■ Exercise
Output the data below exactly. Leave nothing out.

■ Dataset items
- Opening Delimiter -

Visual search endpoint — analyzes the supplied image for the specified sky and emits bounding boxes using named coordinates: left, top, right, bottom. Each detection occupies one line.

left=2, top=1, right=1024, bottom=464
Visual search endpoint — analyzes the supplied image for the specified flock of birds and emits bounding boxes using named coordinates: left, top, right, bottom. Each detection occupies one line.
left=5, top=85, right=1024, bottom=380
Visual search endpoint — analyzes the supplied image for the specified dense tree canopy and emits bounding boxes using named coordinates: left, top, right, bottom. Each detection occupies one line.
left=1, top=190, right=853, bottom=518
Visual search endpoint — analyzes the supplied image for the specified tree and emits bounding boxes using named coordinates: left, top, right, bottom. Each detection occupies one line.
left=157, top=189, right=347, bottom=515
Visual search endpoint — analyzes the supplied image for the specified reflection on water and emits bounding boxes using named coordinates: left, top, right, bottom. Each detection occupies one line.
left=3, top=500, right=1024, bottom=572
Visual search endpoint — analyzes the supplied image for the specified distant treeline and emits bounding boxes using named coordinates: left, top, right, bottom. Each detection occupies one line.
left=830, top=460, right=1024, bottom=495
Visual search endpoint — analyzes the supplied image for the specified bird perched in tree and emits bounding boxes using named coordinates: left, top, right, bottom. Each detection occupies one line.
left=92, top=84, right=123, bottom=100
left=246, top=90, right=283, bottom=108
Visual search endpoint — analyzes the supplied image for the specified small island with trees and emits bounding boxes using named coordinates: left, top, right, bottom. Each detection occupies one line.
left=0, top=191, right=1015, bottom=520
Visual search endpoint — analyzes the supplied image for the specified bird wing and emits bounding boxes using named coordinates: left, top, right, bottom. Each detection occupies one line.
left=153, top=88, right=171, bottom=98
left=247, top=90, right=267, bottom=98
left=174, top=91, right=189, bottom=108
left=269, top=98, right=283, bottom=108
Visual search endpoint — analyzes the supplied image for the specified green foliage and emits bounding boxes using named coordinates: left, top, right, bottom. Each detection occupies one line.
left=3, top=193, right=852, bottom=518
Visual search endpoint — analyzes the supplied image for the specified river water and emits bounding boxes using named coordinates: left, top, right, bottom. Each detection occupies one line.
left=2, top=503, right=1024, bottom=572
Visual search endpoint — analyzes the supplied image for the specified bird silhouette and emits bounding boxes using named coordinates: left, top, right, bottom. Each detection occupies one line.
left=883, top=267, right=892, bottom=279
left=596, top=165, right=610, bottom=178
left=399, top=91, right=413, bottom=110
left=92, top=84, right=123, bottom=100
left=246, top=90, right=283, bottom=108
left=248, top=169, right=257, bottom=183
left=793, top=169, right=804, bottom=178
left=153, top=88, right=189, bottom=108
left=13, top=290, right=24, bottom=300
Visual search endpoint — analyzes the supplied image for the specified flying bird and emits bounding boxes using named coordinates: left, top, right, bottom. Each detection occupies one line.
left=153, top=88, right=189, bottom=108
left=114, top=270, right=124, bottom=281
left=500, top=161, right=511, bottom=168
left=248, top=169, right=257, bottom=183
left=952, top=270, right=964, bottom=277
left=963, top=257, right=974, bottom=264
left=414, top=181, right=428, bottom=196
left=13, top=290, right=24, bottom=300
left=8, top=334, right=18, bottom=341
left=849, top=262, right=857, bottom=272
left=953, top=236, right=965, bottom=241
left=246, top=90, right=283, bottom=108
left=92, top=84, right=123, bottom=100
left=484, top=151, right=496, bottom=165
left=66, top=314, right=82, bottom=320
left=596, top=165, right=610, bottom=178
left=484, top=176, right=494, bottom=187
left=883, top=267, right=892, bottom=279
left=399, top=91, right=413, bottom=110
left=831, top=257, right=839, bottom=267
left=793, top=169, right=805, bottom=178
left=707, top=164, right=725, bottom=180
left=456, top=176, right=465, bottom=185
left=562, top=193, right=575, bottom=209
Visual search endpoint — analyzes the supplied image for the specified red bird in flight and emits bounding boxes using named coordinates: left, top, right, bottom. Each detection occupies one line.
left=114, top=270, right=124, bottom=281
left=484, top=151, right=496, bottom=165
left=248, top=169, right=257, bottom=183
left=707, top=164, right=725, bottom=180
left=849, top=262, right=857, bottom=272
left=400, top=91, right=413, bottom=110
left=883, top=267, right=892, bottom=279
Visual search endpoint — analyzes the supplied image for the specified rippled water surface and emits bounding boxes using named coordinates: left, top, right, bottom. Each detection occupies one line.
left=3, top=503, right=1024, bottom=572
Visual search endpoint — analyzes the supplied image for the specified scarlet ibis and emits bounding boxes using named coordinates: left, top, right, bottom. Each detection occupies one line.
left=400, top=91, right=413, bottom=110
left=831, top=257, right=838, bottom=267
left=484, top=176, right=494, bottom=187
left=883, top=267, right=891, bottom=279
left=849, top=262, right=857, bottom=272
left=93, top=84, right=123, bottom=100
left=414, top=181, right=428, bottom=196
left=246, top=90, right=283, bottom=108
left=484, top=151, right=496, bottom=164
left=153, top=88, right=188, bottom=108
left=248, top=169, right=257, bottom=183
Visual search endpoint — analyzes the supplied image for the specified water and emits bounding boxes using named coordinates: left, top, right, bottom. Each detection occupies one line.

- Closing Delimiter -

■ Answer space
Visual search endpoint — analyzes the supplied image for the specified sky and emits bounding boxes using named coordinates: left, top, right, bottom. Each detection occupies one line.

left=2, top=1, right=1024, bottom=464
Visual search endpoint — analyzes the supplied image for the specified flock of birds and emits bounding boxes using named coordinates: left, top, right, bottom. Each detection occupies one line.
left=5, top=85, right=1024, bottom=380
Visual search endpoint — analyzes the supplied image for the specified dense tree canopy and emits bounding boxes using named coordinates: left, top, right, bottom. Each detection occupies one line.
left=1, top=190, right=853, bottom=518
Visual search endpoint — analyzes the supplied image for the specified tree and emits bounding boxes using named coordinates: left, top, right, bottom. Each detection occupies one line.
left=157, top=189, right=347, bottom=515
Visual search endpoint — analyzes the supplied image for the specified reflection on water and emits bounding boxes using named coordinates: left, top, right, bottom. Each detection occupies one line.
left=3, top=500, right=1024, bottom=572
Visual search endpoint — analyzes the supplied image for the specified distant treeline and emits bounding boxes using named coordinates: left, top, right, bottom. Each detection occupies one line.
left=830, top=460, right=1024, bottom=495
Visual search endpoint — analyzes the supplied image for the specified bird perched in tree and emits bounding boxes using named coordinates: left, top, right, bottom. Each detection occupies one line.
left=92, top=84, right=123, bottom=100
left=246, top=90, right=283, bottom=108
Visual search endpoint — analyzes the supplied image for the specified small island with trees and emits bounding boxes using named coordinates: left, top, right, bottom. Each detection occupies one line.
left=0, top=191, right=1015, bottom=520
Visual search endpoint — analyzes the supplied image for the specified bird wing and emits bounding boxes using named coordinates: left, top, right, bottom. Each detection occupies one line.
left=153, top=88, right=171, bottom=98
left=247, top=90, right=267, bottom=98
left=174, top=91, right=189, bottom=108
left=269, top=98, right=283, bottom=108
Visual search endpoint — analyzes the supplied image for the specified green foliage and emits bounding boxes using named coordinates: left, top, right, bottom. Each detection occupies one line.
left=3, top=193, right=852, bottom=518
Visual search endpoint — analyzes the supplied image for the specified river water and emits bounding boxes using named coordinates: left, top, right, bottom. Each detection occupies one line.
left=2, top=503, right=1024, bottom=572
Visual search endpoint — analyzes the supplied image for the specified bird silhouette and emits bounding boxes using named coordinates: left, top, right, bottom. Each detection occupies one line.
left=883, top=267, right=892, bottom=279
left=596, top=165, right=610, bottom=178
left=399, top=91, right=413, bottom=110
left=92, top=84, right=123, bottom=100
left=246, top=90, right=283, bottom=108
left=248, top=169, right=257, bottom=183
left=793, top=169, right=804, bottom=178
left=153, top=88, right=189, bottom=108
left=13, top=290, right=24, bottom=300
Visual search endpoint — analyzes the supplied image for the specified flying bird and emits bounding boxes using named coordinates: left, top, right, bottom. Each detection occupies one line.
left=153, top=88, right=189, bottom=108
left=114, top=270, right=124, bottom=281
left=500, top=161, right=511, bottom=168
left=248, top=169, right=257, bottom=183
left=952, top=270, right=964, bottom=277
left=963, top=257, right=974, bottom=264
left=414, top=181, right=428, bottom=196
left=13, top=290, right=24, bottom=300
left=8, top=334, right=18, bottom=341
left=849, top=262, right=857, bottom=272
left=953, top=236, right=965, bottom=241
left=246, top=90, right=283, bottom=108
left=92, top=84, right=123, bottom=100
left=484, top=151, right=496, bottom=165
left=66, top=314, right=82, bottom=320
left=596, top=165, right=610, bottom=178
left=484, top=176, right=494, bottom=187
left=883, top=267, right=892, bottom=279
left=399, top=91, right=413, bottom=110
left=831, top=257, right=839, bottom=267
left=793, top=169, right=805, bottom=178
left=707, top=164, right=725, bottom=180
left=456, top=176, right=465, bottom=185
left=562, top=193, right=575, bottom=209
Visual search endpoint — analyzes the supplied image for the specified red bird in flight and emits bounding boxes using named coordinates: left, top, right, bottom. Each detection occupies one line.
left=114, top=270, right=124, bottom=281
left=484, top=151, right=496, bottom=165
left=248, top=169, right=257, bottom=183
left=707, top=164, right=725, bottom=180
left=849, top=262, right=857, bottom=272
left=400, top=91, right=413, bottom=110
left=883, top=267, right=892, bottom=279
Visual search endpoint — analyzes the supplied image for the specified rippled water surface and emits bounding boxes using named coordinates: left, top, right, bottom. Each detection occupies one line.
left=3, top=503, right=1024, bottom=572
Visual search endpoint — analyzes the supplied image for the specified scarlet ibis and emits bounding boxes using named coordinates: left, top, right, bottom. Each detection occupies one line.
left=400, top=91, right=413, bottom=110
left=831, top=257, right=838, bottom=267
left=484, top=176, right=494, bottom=187
left=883, top=267, right=891, bottom=279
left=849, top=262, right=857, bottom=272
left=93, top=84, right=123, bottom=100
left=414, top=181, right=428, bottom=196
left=246, top=90, right=283, bottom=108
left=484, top=151, right=496, bottom=164
left=153, top=88, right=188, bottom=108
left=248, top=169, right=257, bottom=183
Visual search endpoint — analyzes the supplied image for the specified water and emits bounding boxes using named coordinates: left, top, right, bottom. Each detection occupies one line.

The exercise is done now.